-------- PASAJE CITADO

Al crearse en junio de 1808 el Tercio de Barbastro, los voluntarios, con su capellán D.
José Espluga, marcharon hasta el Pueyo para ponerse bajo la protección de la Virgen y
tomar la bandera Batallona, con la que desfilaron hasta la Plaza de las Casas de la
Ciudad, donde el mencionado capellán arengó vivamente a los voluntarios del Tercio,
recordándoles con gran exaltación patriótica el motivo por el que debían tomar las
armas contra el ocupante francés, “exhortándoles a no dejarlas sino con la vida, o
después de haber salvado la patria y haber recobrado al Monarca” y, una vez concluido
el discurso, les hizo entrega de la bandera como enseña del Tercio, “que recibieron con
grandes aclamaciones y con esto se dio fin a una de las escenas mas alegres y
entusiastas que haya visto esta ciudad”. Cuando el 1º Tercio de Barbastro partió para
defender Zaragoza, se llevó su bandera que conservó hasta que la capital del reino tuvo
que rendirse el 21 de febrero de 1809, siendo tomada con otras muchas por los
sitiadores.

----------------
-------- DATOS PROPORCIONADOS

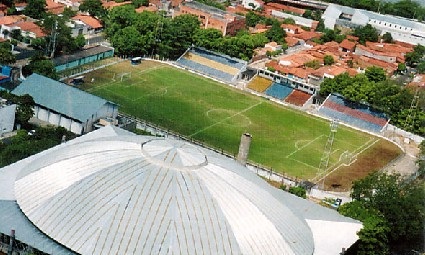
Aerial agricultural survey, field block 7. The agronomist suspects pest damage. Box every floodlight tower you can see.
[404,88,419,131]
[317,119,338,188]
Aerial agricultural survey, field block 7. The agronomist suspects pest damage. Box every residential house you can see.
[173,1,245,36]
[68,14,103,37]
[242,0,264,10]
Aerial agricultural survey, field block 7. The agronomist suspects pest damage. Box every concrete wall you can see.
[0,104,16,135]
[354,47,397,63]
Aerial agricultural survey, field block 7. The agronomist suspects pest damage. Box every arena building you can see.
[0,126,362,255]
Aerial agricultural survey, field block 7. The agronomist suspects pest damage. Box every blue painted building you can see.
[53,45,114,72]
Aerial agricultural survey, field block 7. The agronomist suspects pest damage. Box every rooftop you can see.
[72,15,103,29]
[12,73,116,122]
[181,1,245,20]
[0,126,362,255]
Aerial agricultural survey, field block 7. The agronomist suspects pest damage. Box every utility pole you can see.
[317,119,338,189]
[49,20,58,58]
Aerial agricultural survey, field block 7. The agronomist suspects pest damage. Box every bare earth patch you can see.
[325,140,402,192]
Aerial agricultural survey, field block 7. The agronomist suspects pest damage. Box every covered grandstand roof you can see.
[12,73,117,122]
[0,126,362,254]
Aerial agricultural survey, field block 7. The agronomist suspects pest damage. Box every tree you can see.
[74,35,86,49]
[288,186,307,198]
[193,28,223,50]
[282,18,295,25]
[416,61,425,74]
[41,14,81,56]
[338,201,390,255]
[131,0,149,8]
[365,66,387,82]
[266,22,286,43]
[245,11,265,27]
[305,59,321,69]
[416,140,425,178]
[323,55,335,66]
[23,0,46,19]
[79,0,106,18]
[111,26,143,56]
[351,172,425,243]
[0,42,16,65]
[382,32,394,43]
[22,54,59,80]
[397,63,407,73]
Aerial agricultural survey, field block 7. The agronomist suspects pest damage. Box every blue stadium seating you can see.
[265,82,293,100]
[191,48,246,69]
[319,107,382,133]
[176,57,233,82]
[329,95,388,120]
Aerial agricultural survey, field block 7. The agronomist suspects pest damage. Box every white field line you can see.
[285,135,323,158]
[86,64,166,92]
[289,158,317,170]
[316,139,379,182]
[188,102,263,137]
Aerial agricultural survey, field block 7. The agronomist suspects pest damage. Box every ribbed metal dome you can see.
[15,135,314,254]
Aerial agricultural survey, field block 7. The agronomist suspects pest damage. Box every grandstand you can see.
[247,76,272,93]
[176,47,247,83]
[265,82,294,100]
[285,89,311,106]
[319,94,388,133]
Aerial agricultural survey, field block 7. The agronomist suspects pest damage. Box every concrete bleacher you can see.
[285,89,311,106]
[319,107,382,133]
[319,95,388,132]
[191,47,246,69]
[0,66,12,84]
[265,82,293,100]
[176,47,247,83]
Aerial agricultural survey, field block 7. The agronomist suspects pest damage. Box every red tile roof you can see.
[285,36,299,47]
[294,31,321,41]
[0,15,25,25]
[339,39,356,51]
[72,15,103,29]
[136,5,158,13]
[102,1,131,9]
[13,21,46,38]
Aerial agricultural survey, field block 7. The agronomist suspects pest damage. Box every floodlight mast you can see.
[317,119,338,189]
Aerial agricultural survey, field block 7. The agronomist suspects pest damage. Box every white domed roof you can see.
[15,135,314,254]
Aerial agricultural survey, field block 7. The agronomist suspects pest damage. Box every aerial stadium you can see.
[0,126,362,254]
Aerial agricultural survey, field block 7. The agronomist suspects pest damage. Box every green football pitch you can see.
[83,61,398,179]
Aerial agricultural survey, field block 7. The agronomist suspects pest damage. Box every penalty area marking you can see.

----------------

TAREAS:
A) Responde a estas preguntas sobre el pasaje citado:
(i) ¿En qué mes y año se creó el Tercio de Barbastro?
(ii) ¿Cómo se llamaba el capellán de los voluntarios?
(iii) ¿Qué fecha da el pasaje para la rendición de la capital del reino?
B) Convierte en una lista el párrafo del pasaje citado que empieza por «Al crearse en junio de 1808» y conserva sus hechos principales.

RESPUESTAS EN ORDEN:
A)
(i) En junio de 1808.
(ii) D. José Espluga.
(iii) El 21 de febrero de 1809.

B)
- En junio de 1808 se crea el Tercio de Barbastro.
- Los voluntarios marchan con su capellán, D. José Espluga, hasta el Pueyo. Allí se ponen bajo la protección de la Virgen y toman la bandera Batallona.
- Con esa bandera desfilan hasta la Plaza de las Casas de la Ciudad.
- Allí el capellán los arenga para que tomen las armas contra el ocupante francés. Después les entrega la bandera como enseña del Tercio, y ellos la reciben con grandes aclamaciones.
- El 1º Tercio de Barbastro se lleva la bandera cuando parte para defender Zaragoza.
- La conserva hasta que la capital del reino se rinde, el 21 de febrero de 1809. Entonces los sitiadores la toman junto con otras muchas.